Start of SELECTED PASSAGE
Making the grade with your company reports

FEW people can resist those magazine quizzes that claim to reveal your inner personality.

So, try this one on your corporate personality: pick up your annual report and approach it as a stranger might.

Is it: (A) meeting all fiscal requirements, retrospective, financially opaque, short on expensive visual interest, long on verbal camouflage? or (B) only the first two of the above, but more besides - financially transparent, visually interesting, well written and giving a clear, concise account of business issues past and present? If you're instinctively happier with option A, and evidence from many British companies suggests you are not alone, then move to my final paragraph.

If you think there might be something in option B, read on.

At United Biscuits, we aspire to option B and the research we commission each year shows we are making progress, as our annual report becomes a recognised plank of our investor-relations programme.

Of course, the audiences of our annual report are diverse, but we have prioritised them and we try to define appropriate messages.

The easy bit is getting the report produced. Occasionally, we hear nightmare stories of reprints and erratum slips.
End of SELECTED PASSAGE
WORK INSTRUCTION 1 => In the article on company annual reports, which company says it aspires to option B?
WORK INSTRUCTION 2 => Copy the article on company annual reports between "Is it: (A) meeting" and "define appropriate messages.", inclusive.
Start of RAW DATA
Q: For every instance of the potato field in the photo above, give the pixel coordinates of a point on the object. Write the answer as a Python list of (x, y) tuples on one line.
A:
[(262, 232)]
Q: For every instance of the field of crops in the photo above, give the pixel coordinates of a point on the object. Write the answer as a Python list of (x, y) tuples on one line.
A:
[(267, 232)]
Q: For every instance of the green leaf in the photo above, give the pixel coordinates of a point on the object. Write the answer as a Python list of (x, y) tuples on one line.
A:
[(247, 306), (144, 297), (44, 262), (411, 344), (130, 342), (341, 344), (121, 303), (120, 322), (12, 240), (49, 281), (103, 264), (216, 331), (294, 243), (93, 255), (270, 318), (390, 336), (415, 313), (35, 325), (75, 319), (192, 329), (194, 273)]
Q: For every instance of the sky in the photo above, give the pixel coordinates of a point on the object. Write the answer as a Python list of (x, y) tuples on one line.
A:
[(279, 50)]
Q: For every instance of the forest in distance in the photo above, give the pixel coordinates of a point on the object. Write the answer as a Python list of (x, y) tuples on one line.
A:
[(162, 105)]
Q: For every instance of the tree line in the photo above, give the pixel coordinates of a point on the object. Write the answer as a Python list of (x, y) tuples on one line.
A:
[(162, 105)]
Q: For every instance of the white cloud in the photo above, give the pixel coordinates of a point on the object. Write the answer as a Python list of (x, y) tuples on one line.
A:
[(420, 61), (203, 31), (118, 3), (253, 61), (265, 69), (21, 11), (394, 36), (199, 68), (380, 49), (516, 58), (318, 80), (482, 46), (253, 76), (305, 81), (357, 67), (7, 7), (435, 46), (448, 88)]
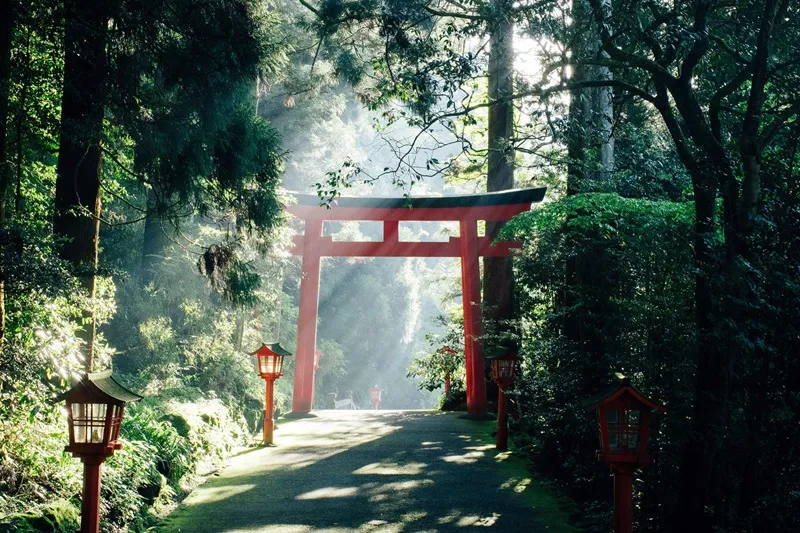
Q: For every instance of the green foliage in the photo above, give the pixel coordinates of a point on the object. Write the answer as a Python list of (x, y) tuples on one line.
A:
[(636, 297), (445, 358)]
End of RAW DATA
Start of RAW DATA
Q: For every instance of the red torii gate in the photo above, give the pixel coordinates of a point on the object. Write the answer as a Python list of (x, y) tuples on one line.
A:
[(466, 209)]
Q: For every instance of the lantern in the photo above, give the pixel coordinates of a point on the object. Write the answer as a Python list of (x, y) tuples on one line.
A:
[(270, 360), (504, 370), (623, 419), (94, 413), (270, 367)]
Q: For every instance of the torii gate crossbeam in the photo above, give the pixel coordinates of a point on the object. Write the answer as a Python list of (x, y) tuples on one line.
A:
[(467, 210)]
End of RAW DATA
WRITTEN REPLY 1 => United Biscuits

WRITTEN REPLY 2 =>
Is it: (A) meeting all fiscal requirements, retrospective, financially opaque, short on expensive visual interest, long on verbal camouflage? or (B) only the first two of the above, but more besides - financially transparent, visually interesting, well written and giving a clear, concise account of business issues past and present? If you're instinctively happier with option A, and evidence from many British companies suggests you are not alone, then move to my final paragraph.

If you think there might be something in option B, read on.

At United Biscuits, we aspire to option B and the research we commission each year shows we are making progress, as our annual report becomes a recognised plank of our investor-relations programme.

Of course, the audiences of our annual report are diverse, but we have prioritised them and we try to define appropriate messages.